**YOUR OBJECTIVE**
Below is a set of records, and all of them should be retyped exactly, minus the pictures.
[Opening EXTRACTED INFORMATION section]
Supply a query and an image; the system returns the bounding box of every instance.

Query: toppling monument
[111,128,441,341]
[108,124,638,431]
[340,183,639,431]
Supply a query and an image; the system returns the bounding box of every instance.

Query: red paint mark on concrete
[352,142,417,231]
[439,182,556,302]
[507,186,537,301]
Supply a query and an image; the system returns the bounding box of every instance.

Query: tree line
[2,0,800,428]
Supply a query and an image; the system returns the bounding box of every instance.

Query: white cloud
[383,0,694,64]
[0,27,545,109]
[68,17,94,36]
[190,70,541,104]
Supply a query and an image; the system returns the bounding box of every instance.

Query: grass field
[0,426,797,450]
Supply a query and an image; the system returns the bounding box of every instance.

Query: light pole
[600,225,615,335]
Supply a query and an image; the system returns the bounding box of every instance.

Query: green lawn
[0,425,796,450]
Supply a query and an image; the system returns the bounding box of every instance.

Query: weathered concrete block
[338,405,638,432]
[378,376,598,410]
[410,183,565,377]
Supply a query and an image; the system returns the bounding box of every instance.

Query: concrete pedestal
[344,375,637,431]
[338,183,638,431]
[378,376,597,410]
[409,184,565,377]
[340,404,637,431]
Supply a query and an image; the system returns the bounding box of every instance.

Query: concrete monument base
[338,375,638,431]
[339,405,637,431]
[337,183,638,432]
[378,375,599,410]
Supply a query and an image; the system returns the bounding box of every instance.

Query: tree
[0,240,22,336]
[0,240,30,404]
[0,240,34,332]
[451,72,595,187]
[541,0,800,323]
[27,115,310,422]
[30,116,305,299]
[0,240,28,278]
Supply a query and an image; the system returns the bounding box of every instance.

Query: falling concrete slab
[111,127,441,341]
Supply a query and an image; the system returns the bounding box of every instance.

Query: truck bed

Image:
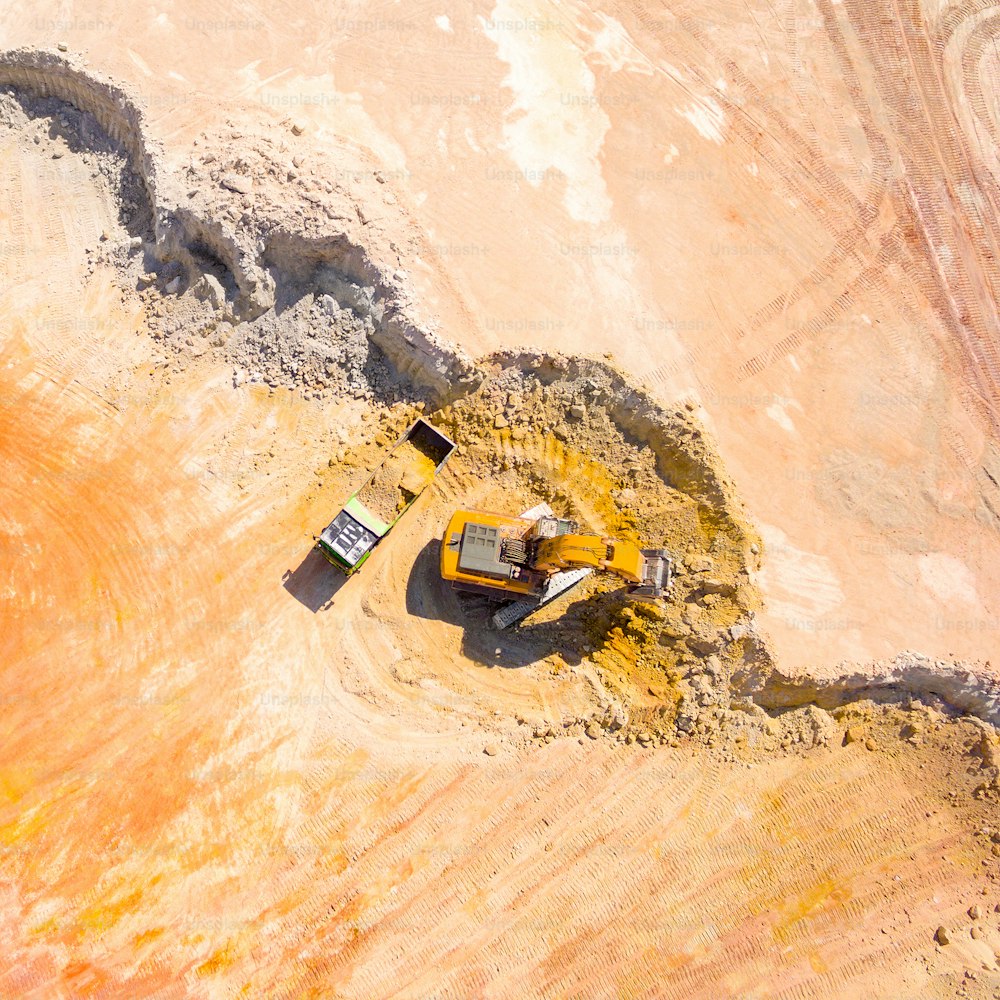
[317,418,456,574]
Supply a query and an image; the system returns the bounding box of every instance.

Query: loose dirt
[356,436,440,523]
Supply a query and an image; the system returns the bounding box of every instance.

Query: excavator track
[491,568,592,630]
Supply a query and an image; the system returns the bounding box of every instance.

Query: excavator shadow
[282,546,349,613]
[405,540,466,627]
[406,540,586,669]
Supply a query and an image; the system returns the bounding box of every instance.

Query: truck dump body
[317,418,455,574]
[356,435,441,523]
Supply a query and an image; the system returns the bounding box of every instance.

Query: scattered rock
[935,926,950,946]
[704,655,723,678]
[844,726,864,745]
[493,414,509,429]
[969,905,982,920]
[686,634,719,656]
[193,273,226,310]
[220,173,253,195]
[568,402,586,419]
[865,738,878,752]
[585,723,601,740]
[684,555,714,573]
[634,601,666,622]
[483,744,499,757]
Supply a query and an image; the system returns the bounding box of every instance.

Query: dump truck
[317,418,456,575]
[440,504,672,628]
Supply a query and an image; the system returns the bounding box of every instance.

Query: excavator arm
[533,534,670,597]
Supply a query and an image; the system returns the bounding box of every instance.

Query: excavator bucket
[629,549,672,600]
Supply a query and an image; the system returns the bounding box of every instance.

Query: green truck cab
[316,418,456,575]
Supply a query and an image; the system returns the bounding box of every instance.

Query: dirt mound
[412,357,768,738]
[357,436,439,523]
[0,48,478,400]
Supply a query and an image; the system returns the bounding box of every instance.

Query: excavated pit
[416,357,767,737]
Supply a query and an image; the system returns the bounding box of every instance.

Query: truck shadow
[282,546,349,612]
[405,540,585,669]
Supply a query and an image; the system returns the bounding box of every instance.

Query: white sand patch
[464,127,483,153]
[758,524,846,624]
[676,95,725,143]
[918,552,980,606]
[586,12,653,75]
[435,14,452,32]
[482,0,612,224]
[127,49,154,76]
[0,516,24,537]
[765,402,796,433]
[663,144,679,165]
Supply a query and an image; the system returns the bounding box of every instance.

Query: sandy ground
[1,0,1000,996]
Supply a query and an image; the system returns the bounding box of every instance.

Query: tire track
[935,0,1000,47]
[960,14,1000,156]
[616,0,898,388]
[736,0,894,339]
[734,230,903,382]
[843,0,1000,428]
[Closing EXTRACTED INFORMATION section]
**RESULT FOR THIS EXERCISE**
Supply a query and an image; the system returns the bounding box of every instance.

Query: toppling monument
[111,128,441,341]
[108,124,638,431]
[340,183,639,431]
Supply a query and an image; the system returns the bounding box of every instance.

Query: red paint mark on concrete
[352,142,417,231]
[439,182,556,302]
[507,186,537,301]
Supply a query and an image; the system returns the bounding box of every instance.

Query: tree line
[2,0,800,428]
Supply a query and an image; the system returns the bounding box of every instance.

Query: white cloud
[383,0,694,64]
[0,27,545,109]
[68,17,94,36]
[190,70,541,104]
Supply a query and an image; the system returns the bounding box of every instance.

Query: grass field
[0,426,797,450]
Supply a query and an image; the system returns the bounding box of every instance.

Query: light pole
[600,225,615,335]
Supply a query and an image; the system returns the bounding box of every instance.

Query: green lawn
[0,425,796,450]
Supply a query and an image; the system returns the bounding box of every instance.

Query: weathered concrete block
[338,405,638,432]
[378,376,598,410]
[410,183,565,377]
Supply a query and an image; the system returns the bounding box of every instance.

Query: concrete pedestal
[344,375,637,431]
[338,183,638,431]
[378,376,597,410]
[409,184,565,377]
[340,404,637,431]
Supply a query and an image; the system returns the bounding box of every instance.

Query: concrete monument base
[338,375,638,431]
[339,405,637,431]
[337,183,638,432]
[378,375,599,410]
Supply a query and an image; the system returns the bounding box of every instance.

Query: tree
[0,240,22,336]
[0,240,30,404]
[0,240,34,332]
[451,72,595,187]
[541,0,800,323]
[27,115,310,422]
[30,116,305,299]
[0,240,28,278]
Supply a query and an image; the system returns the bounding box of every instance.

Query: falling concrete slab
[111,127,441,341]
Supply a query and an image; the system returns the bounding box of every instance.

Query: truck bed

Image:
[317,418,456,574]
Supply a query and an image; the system returns the bounding box of every instance.

Query: loose dirt
[356,436,440,523]
Supply a query and an image; the system returns the bounding box of every instance.

Query: excavator track
[491,568,592,630]
Supply a query and an image; the system returns the bounding box of every instance.

Query: excavator shadow
[282,546,349,613]
[405,540,466,627]
[406,540,586,669]
Supply a query and an image; the system returns the bounding box of every instance.

Query: truck dump body
[317,418,455,574]
[356,435,441,523]
Supply a query and an image; the system returns the bounding box of every instance.

Query: scattered rock
[935,926,950,946]
[704,655,723,678]
[844,726,864,745]
[493,414,509,429]
[969,905,982,920]
[686,634,719,656]
[193,273,226,310]
[220,173,253,195]
[568,402,586,419]
[865,738,878,752]
[585,723,601,740]
[684,555,714,573]
[634,601,666,622]
[483,744,499,757]
Supply a query and an image; the system returns the bounding box of every instance.

Query: dump truck
[317,418,456,575]
[440,504,672,628]
Supply a query and an image; the system returns the bounding box of every instance.

Query: excavator arm
[533,534,670,597]
Supply a query and an image; the system returns the bounding box of every instance.

Query: excavator bucket
[629,549,672,600]
Supply a query and an image; the system returns the bounding box of every instance.

Query: green truck cab
[316,418,456,575]
Supply a query and an image; the system returns the bounding box of every instance.

Query: dirt mound
[412,357,768,738]
[357,436,439,523]
[0,48,478,400]
Supply a query and an image; the system returns the bounding box of every instance.

Query: excavated pit
[416,357,767,737]
Supply a query and an image; the system returns the bounding box of every instance.

Query: truck shadow
[282,546,349,612]
[405,540,585,669]
Supply a query and an image; the system returns the bounding box of every instance.

Query: white sand patch
[464,127,483,153]
[758,524,846,624]
[676,95,725,143]
[918,552,980,606]
[586,12,653,75]
[435,14,452,32]
[482,0,612,224]
[127,49,154,76]
[0,516,24,537]
[765,402,796,433]
[663,144,679,165]
Supply a query and an image; the system returns the bounding box of every instance.

Query: sandy ground
[1,0,1000,996]
Supply a query and an image; the system returns the bounding box of every instance.

Query: tire track
[935,0,1000,47]
[960,14,1000,156]
[616,0,898,388]
[736,0,894,339]
[734,230,903,382]
[843,0,1000,428]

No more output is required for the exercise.